| Text for analysis |

################

For instance, long-grain white rice varieties, such as basmati and jasmine, pair well with mixed dishes. Despite containing 8 grams fewer carbohydrates per serving than short-grain white rice (like sushi rice), basmati and jasmine rice are unsuitable for making sushi. These rice varieties do not absorb as much moisture, and thus will not stick together like sushi rice does. Sushi pieces that use these two rice types will fall apart.
You may be surprised to learn that parboiled white rice (aka converted rice) has a lower glycemic index than polished white rice, where the bran and germ are removed during processing. Before parboiled white rice has its bran removed, it is soaked in water, then treated with heat and steamed, followed by a drying process. The parboiling process forces the nutrients in the bran into the germ and endosperm of the grain, not only retaining the nutritional value but also causing the starch to become more tightly packed, leading to harder kernels.

################

Dataset entries
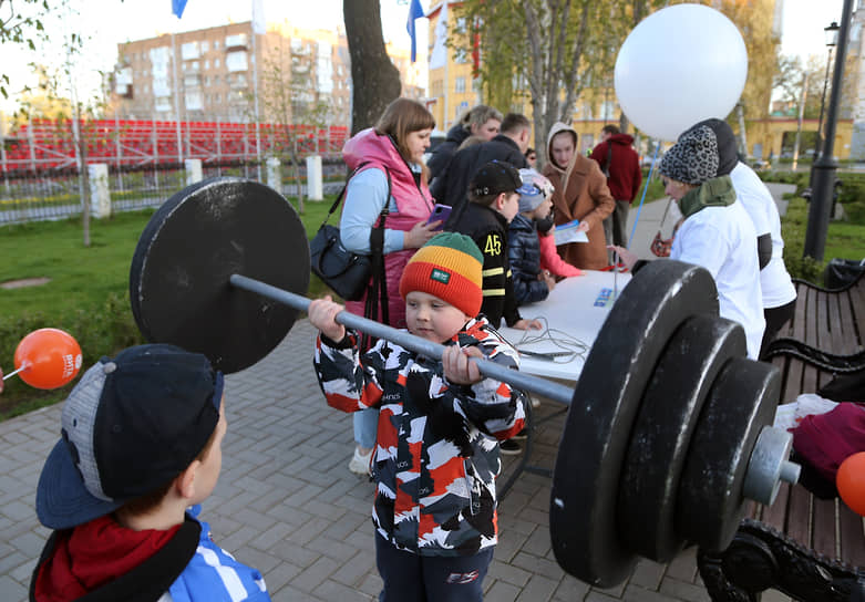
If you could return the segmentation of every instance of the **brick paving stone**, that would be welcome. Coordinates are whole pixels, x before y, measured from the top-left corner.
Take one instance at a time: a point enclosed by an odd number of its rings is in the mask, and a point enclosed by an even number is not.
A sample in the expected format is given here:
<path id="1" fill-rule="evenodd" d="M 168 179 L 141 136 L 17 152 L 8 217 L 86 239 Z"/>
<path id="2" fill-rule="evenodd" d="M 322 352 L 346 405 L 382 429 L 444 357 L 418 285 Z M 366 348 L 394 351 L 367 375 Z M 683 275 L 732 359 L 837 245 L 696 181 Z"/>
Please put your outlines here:
<path id="1" fill-rule="evenodd" d="M 350 543 L 326 537 L 313 538 L 306 543 L 306 547 L 339 563 L 349 561 L 358 552 L 358 549 Z"/>
<path id="2" fill-rule="evenodd" d="M 523 551 L 535 556 L 545 557 L 549 552 L 552 541 L 549 539 L 549 529 L 538 527 L 535 531 L 528 536 L 525 543 L 523 543 Z"/>
<path id="3" fill-rule="evenodd" d="M 495 581 L 484 595 L 484 602 L 514 602 L 517 595 L 519 595 L 519 588 L 503 581 Z"/>
<path id="4" fill-rule="evenodd" d="M 268 553 L 281 558 L 284 561 L 299 567 L 301 570 L 306 569 L 321 557 L 320 553 L 307 550 L 306 548 L 295 544 L 290 540 L 280 541 L 271 547 Z M 237 556 L 238 560 L 243 561 L 243 557 L 239 554 L 235 556 Z M 267 579 L 267 575 L 265 575 L 265 579 Z"/>
<path id="5" fill-rule="evenodd" d="M 325 582 L 316 588 L 312 593 L 321 598 L 321 600 L 333 600 L 339 602 L 370 602 L 372 600 L 378 600 L 378 596 L 370 595 L 352 588 L 347 588 L 342 583 L 331 579 L 325 580 Z"/>
<path id="6" fill-rule="evenodd" d="M 706 588 L 667 577 L 661 581 L 661 593 L 689 602 L 711 602 Z"/>
<path id="7" fill-rule="evenodd" d="M 381 593 L 382 581 L 378 573 L 369 573 L 367 578 L 360 583 L 358 590 L 365 592 L 370 595 L 379 595 Z"/>
<path id="8" fill-rule="evenodd" d="M 549 579 L 559 579 L 562 577 L 562 569 L 558 564 L 550 562 L 545 558 L 538 558 L 525 552 L 517 553 L 516 557 L 514 557 L 512 564 Z"/>
<path id="9" fill-rule="evenodd" d="M 662 594 L 655 590 L 647 590 L 639 585 L 630 584 L 625 588 L 625 595 L 621 598 L 627 602 L 671 602 L 676 600 L 667 594 Z"/>
<path id="10" fill-rule="evenodd" d="M 640 559 L 631 573 L 630 583 L 637 584 L 647 590 L 657 590 L 661 584 L 661 579 L 667 569 L 666 564 L 660 564 L 648 559 Z"/>
<path id="11" fill-rule="evenodd" d="M 282 560 L 279 564 L 264 573 L 270 598 L 274 600 L 288 600 L 288 591 L 282 592 L 280 595 L 276 595 L 276 592 L 280 591 L 289 581 L 300 574 L 300 567 Z M 302 598 L 295 598 L 295 600 L 302 600 Z"/>
<path id="12" fill-rule="evenodd" d="M 585 602 L 612 602 L 614 600 L 618 601 L 621 600 L 620 598 L 615 598 L 612 595 L 608 595 L 606 593 L 591 590 L 588 595 L 584 599 Z"/>
<path id="13" fill-rule="evenodd" d="M 498 550 L 495 551 L 495 554 L 498 554 Z M 497 579 L 516 585 L 517 588 L 523 588 L 528 583 L 528 580 L 532 579 L 531 572 L 496 560 L 495 554 L 493 556 L 493 562 L 490 564 L 488 572 L 486 573 L 487 579 Z"/>
<path id="14" fill-rule="evenodd" d="M 576 601 L 583 600 L 589 591 L 589 584 L 569 574 L 562 578 L 553 594 L 554 600 Z"/>
<path id="15" fill-rule="evenodd" d="M 697 579 L 697 548 L 687 548 L 667 567 L 667 575 L 693 583 Z"/>
<path id="16" fill-rule="evenodd" d="M 289 585 L 284 585 L 276 590 L 270 598 L 274 602 L 319 602 L 318 599 L 312 598 L 309 592 L 300 591 Z"/>
<path id="17" fill-rule="evenodd" d="M 621 594 L 625 593 L 625 585 L 627 585 L 627 581 L 622 581 L 618 585 L 614 585 L 612 588 L 591 588 L 593 591 L 606 593 L 607 595 L 611 598 L 621 598 Z"/>
<path id="18" fill-rule="evenodd" d="M 364 549 L 359 550 L 352 558 L 343 562 L 330 578 L 344 585 L 356 587 L 367 574 L 374 572 L 375 554 Z"/>
<path id="19" fill-rule="evenodd" d="M 553 598 L 558 587 L 558 579 L 548 579 L 539 574 L 532 575 L 523 591 L 516 598 L 517 602 L 545 602 Z"/>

################

| Tasks and exercises |
a) Reproduce everything in the passage on rice from "You may be surprised" down to "to harder kernels.".
b) In the passage on rice, how many fewer grams of carbohydrates per serving do basmati and jasmine rice contain than short-grain white rice?
c) Pick up the passage on rice where it stops and write what comes next.

| Activity answers |
a)
You may be surprised to learn that parboiled white rice (aka converted rice) has a lower glycemic index than polished white rice, where the bran and germ are removed during processing. Before parboiled white rice has its bran removed, it is soaked in water, then treated with heat and steamed, followed by a drying process. The parboiling process forces the nutrients in the bran into the germ and endosperm of the grain, not only retaining the nutritional value but also causing the starch to become more tightly packed, leading to harder kernels.

b) They contain 8 grams fewer carbohydrates per serving.

c)
How you cook white rice may also affect the amount of carbohydrates your body absorbs, and therefore may change your blood sugar response to the grain. Rice naturally contains resistant starches, a type of starch that does not get digested and absorbed in the small intestine. Research has found that rice that has been cooked, cooled and refrigerated before use, such as rice used in fried rice recipes or eaten as leftovers, contains more resistant starches than freshly cooked rice, such as boiled rice, rice made in a broth and rice made in a rice cooker. This is due to changes in the structure of the starch molecules that affect the starch's digestibility and reduce its glycemic index.
Even if you choose lower-glycemic-index rice, it's important to remember that the amount of rice (along with other carbohydrate-containing foods) you're eating matters. Overeating carbohydrates has been linked to poorly managed diabetes and the increased risk of type 2 diabetes. The American Diabetes Association recommends following the Diabetes Plate Method way of eating, where you use a 9-inch plate and fill at least half the plate with vegetables, one-quarter with lean proteins and one-quarter with carbohydrate foods. Setting up your plate like this is an easy (and visual) way of keeping your portions of carbohydrates, including those from white rice, in check.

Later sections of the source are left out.